[What is being asked]
Please render the stretch below, from the line containing "Every instance of the white cloud" through the line containing "pixel 457 279", as a Markdown table with the columns "Number" and "Line". Give one row per line, include only these lines, and leave out blank ones.

[Exercise materials]

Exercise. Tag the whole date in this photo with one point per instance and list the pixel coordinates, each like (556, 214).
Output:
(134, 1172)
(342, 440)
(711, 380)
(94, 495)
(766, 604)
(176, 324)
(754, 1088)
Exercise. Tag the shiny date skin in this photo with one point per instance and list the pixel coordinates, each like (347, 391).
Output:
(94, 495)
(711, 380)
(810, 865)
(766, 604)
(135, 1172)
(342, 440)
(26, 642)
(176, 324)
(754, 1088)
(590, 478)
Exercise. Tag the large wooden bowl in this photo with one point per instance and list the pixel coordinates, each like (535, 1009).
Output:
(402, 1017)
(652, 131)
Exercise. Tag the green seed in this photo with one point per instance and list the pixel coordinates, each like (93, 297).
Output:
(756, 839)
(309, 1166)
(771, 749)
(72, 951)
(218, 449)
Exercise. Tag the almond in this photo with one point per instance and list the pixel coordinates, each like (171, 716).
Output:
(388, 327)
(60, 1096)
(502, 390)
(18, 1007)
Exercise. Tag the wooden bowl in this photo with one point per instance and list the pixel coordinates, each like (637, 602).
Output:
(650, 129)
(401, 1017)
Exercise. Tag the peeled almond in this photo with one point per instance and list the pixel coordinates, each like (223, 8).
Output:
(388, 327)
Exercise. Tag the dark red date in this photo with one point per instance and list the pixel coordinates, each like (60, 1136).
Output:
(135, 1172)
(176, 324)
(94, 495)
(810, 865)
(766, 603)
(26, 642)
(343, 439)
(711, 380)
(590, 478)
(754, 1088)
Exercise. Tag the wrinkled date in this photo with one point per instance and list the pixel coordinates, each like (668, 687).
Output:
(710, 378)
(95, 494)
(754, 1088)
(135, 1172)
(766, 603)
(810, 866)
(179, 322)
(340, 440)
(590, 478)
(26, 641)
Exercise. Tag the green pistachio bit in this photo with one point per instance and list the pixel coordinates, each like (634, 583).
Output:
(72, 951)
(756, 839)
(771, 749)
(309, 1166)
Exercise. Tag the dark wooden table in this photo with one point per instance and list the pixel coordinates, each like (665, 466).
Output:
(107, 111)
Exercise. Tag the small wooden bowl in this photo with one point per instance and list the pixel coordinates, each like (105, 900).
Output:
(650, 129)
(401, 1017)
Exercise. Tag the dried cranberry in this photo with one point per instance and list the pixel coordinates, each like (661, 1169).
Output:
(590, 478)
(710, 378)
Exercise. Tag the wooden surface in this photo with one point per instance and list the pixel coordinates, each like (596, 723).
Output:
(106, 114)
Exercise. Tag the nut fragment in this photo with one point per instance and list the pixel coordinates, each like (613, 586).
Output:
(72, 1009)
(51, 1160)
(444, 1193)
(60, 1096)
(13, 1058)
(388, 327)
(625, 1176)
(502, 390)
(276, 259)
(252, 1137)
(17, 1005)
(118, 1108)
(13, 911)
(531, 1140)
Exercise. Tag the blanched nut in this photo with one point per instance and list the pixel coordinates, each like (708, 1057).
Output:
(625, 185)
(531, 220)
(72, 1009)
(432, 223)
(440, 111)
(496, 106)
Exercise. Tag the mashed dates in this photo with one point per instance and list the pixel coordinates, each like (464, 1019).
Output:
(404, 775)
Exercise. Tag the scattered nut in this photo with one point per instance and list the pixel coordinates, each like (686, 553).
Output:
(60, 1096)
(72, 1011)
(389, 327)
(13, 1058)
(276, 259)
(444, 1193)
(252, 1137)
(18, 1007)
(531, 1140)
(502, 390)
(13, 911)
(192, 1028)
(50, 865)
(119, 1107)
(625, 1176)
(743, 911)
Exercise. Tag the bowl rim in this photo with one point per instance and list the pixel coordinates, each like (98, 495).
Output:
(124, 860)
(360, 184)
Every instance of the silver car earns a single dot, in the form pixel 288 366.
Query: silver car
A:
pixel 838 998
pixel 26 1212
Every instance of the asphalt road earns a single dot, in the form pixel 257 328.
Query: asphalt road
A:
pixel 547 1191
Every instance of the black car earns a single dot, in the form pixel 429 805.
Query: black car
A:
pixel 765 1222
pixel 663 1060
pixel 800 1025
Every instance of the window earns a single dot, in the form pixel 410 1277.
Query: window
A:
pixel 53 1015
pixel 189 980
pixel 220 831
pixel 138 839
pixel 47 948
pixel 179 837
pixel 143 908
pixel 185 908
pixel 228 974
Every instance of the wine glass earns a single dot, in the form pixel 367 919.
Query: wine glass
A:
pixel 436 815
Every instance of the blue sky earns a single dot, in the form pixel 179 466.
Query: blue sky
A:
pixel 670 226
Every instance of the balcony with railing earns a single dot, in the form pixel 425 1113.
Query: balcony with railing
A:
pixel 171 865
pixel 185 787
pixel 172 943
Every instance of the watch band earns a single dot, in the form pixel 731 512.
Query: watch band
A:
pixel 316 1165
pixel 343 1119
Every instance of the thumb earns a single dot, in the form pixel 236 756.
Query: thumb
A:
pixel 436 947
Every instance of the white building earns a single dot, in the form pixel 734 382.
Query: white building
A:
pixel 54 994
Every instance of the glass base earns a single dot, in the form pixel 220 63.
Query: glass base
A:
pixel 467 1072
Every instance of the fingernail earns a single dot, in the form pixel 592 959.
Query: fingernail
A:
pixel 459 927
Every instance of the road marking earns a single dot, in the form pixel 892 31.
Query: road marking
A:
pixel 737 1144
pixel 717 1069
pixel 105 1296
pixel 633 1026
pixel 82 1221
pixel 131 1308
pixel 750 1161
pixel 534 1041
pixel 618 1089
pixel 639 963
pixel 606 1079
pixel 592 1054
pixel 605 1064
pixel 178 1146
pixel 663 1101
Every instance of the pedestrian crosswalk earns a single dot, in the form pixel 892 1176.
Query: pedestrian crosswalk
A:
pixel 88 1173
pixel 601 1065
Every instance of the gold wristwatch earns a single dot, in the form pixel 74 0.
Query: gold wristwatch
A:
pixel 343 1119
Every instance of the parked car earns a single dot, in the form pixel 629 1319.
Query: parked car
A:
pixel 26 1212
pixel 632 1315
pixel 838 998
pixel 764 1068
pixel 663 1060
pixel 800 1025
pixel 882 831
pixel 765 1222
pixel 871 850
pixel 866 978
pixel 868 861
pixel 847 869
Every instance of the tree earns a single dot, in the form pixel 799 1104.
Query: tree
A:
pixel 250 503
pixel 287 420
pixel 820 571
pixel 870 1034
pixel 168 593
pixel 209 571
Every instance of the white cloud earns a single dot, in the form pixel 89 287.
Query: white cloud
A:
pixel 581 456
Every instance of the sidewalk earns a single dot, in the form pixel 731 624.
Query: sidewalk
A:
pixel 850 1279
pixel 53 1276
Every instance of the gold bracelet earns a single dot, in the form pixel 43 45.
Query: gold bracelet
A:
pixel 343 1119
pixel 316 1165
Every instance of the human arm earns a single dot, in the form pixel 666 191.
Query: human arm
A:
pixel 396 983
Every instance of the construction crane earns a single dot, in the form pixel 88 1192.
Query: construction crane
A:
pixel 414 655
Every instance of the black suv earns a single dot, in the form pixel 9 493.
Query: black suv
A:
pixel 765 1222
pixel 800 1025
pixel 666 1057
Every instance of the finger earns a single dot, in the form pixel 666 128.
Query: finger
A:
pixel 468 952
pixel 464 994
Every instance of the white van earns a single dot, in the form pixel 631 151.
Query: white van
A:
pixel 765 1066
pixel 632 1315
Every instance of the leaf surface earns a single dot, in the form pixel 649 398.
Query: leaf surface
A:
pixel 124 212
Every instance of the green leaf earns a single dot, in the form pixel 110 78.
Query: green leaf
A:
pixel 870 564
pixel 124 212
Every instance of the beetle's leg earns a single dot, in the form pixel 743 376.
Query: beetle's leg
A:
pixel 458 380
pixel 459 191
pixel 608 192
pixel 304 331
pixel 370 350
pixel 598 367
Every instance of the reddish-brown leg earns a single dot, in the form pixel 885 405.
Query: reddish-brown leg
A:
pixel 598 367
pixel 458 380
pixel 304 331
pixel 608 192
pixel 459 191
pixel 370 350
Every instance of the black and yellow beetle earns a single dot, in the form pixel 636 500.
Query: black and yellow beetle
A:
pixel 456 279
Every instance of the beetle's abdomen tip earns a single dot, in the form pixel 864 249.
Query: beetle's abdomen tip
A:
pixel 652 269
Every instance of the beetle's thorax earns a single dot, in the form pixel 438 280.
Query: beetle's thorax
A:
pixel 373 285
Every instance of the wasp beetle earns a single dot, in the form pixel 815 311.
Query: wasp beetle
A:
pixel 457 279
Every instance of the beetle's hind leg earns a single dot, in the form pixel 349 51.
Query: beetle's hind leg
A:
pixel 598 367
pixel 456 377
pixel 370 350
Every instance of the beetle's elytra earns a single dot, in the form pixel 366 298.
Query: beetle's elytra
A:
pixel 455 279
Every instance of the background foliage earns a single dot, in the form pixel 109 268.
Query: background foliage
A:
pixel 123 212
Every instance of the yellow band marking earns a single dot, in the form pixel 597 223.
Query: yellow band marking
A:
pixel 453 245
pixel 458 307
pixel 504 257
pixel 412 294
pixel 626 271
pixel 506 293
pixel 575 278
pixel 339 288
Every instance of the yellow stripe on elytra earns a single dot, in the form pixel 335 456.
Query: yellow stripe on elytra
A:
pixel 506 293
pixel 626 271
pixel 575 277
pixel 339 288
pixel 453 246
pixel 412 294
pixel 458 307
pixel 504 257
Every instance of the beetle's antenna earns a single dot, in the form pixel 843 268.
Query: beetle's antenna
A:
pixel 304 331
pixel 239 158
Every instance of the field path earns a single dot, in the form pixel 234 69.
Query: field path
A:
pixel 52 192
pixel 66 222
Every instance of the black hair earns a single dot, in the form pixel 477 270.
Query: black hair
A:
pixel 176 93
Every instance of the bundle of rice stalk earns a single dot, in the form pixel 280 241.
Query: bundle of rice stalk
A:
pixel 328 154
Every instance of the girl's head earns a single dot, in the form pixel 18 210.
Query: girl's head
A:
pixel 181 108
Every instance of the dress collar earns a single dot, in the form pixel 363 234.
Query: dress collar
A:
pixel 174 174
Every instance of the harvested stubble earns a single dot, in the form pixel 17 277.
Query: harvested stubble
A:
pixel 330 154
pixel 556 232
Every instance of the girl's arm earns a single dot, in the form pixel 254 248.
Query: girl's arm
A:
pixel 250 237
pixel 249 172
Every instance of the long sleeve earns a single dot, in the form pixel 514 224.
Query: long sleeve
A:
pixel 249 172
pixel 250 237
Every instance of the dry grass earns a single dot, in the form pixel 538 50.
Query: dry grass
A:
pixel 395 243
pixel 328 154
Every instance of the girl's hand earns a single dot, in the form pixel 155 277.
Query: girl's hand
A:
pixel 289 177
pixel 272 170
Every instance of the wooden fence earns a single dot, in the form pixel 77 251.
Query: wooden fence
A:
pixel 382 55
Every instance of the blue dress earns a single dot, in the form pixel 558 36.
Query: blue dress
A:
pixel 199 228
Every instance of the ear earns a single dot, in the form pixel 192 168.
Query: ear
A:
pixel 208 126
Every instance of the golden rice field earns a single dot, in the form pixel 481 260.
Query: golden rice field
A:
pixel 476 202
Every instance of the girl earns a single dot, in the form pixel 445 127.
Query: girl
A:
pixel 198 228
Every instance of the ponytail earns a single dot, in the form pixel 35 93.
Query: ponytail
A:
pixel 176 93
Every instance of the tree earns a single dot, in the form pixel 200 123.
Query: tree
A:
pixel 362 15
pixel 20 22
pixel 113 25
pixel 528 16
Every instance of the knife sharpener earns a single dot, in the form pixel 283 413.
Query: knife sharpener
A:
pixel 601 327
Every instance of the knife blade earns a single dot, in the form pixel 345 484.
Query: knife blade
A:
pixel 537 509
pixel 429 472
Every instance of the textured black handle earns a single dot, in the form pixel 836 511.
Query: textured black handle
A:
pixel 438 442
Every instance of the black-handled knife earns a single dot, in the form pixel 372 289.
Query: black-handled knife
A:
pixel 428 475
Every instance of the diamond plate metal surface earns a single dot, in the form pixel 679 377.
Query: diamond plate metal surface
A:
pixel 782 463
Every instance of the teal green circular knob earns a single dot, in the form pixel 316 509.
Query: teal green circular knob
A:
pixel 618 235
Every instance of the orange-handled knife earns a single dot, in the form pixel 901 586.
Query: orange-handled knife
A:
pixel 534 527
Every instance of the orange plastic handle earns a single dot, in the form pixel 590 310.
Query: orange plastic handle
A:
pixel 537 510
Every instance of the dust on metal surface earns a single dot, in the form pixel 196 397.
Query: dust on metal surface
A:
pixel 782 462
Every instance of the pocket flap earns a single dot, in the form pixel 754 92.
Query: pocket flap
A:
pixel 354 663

[Answer below]
| Number | Line |
|---|---|
| 1 | Every instance of the white cloud earns a single dot, in the form pixel 89 287. |
| 2 | Query: white cloud |
| 3 | A: |
| 4 | pixel 581 456 |
| 5 | Every instance of the sidewalk earns a single dot, in the form pixel 731 624. |
| 6 | Query: sidewalk |
| 7 | A: |
| 8 | pixel 850 1279 |
| 9 | pixel 53 1276 |
| 10 | Every instance of the gold bracelet earns a single dot, in the form pixel 43 45. |
| 11 | Query: gold bracelet |
| 12 | A: |
| 13 | pixel 343 1119 |
| 14 | pixel 316 1165 |
| 15 | Every instance of the human arm earns a single dot, in the form pixel 666 191. |
| 16 | Query: human arm |
| 17 | A: |
| 18 | pixel 396 983 |
| 19 | Every instance of the construction crane earns a single dot, in the form pixel 88 1192. |
| 20 | Query: construction crane |
| 21 | A: |
| 22 | pixel 414 655 |
| 23 | Every instance of the black suv earns a single dot, in the form pixel 9 493. |
| 24 | Query: black suv |
| 25 | A: |
| 26 | pixel 765 1222 |
| 27 | pixel 800 1025 |
| 28 | pixel 666 1057 |
| 29 | Every instance of the finger earns a single dot, in the form pixel 666 128. |
| 30 | Query: finger |
| 31 | A: |
| 32 | pixel 468 952 |
| 33 | pixel 464 994 |
| 34 | Every instance of the white van earns a single dot, in the form pixel 631 151. |
| 35 | Query: white van |
| 36 | A: |
| 37 | pixel 765 1066 |
| 38 | pixel 632 1315 |
| 39 | Every instance of the leaf surface earns a single dot, in the form pixel 649 398. |
| 40 | Query: leaf surface |
| 41 | A: |
| 42 | pixel 124 212 |
| 43 | Every instance of the green leaf earns a single dot, in the form pixel 110 78. |
| 44 | Query: green leaf |
| 45 | A: |
| 46 | pixel 870 564 |
| 47 | pixel 124 212 |
| 48 | Every instance of the beetle's leg earns a single dot, in the form pixel 743 376. |
| 49 | Query: beetle's leg |
| 50 | A: |
| 51 | pixel 458 380 |
| 52 | pixel 459 191 |
| 53 | pixel 608 192 |
| 54 | pixel 304 331 |
| 55 | pixel 370 350 |
| 56 | pixel 598 367 |
| 57 | Every instance of the reddish-brown leg earns a single dot, in the form pixel 885 405. |
| 58 | Query: reddish-brown leg |
| 59 | A: |
| 60 | pixel 598 367 |
| 61 | pixel 458 380 |
| 62 | pixel 304 331 |
| 63 | pixel 608 192 |
| 64 | pixel 459 191 |
| 65 | pixel 370 350 |
| 66 | Every instance of the black and yellow beetle earns a single dot, in the form pixel 636 500. |
| 67 | Query: black and yellow beetle |
| 68 | A: |
| 69 | pixel 456 279 |
| 70 | Every instance of the beetle's abdomen tip earns a single dot, in the form pixel 864 249. |
| 71 | Query: beetle's abdomen tip |
| 72 | A: |
| 73 | pixel 652 269 |
| 74 | Every instance of the beetle's thorax earns a single dot, in the form pixel 438 280. |
| 75 | Query: beetle's thorax |
| 76 | A: |
| 77 | pixel 373 285 |
| 78 | Every instance of the wasp beetle earns a single dot, in the form pixel 815 311. |
| 79 | Query: wasp beetle |
| 80 | A: |
| 81 | pixel 457 279 |